Task to complete
Output all entries precisely and leave out the pictures.

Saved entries
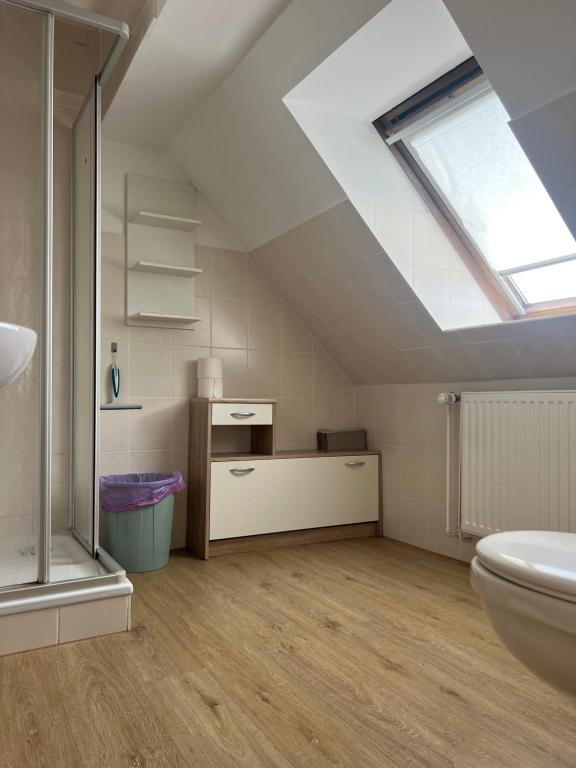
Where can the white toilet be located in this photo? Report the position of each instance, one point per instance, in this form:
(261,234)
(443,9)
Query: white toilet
(527,584)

Task answer
Where can the white toilet be located in this photo? Report the position of each instance, one point per instance, in this form:
(261,234)
(443,9)
Query: white toilet
(527,584)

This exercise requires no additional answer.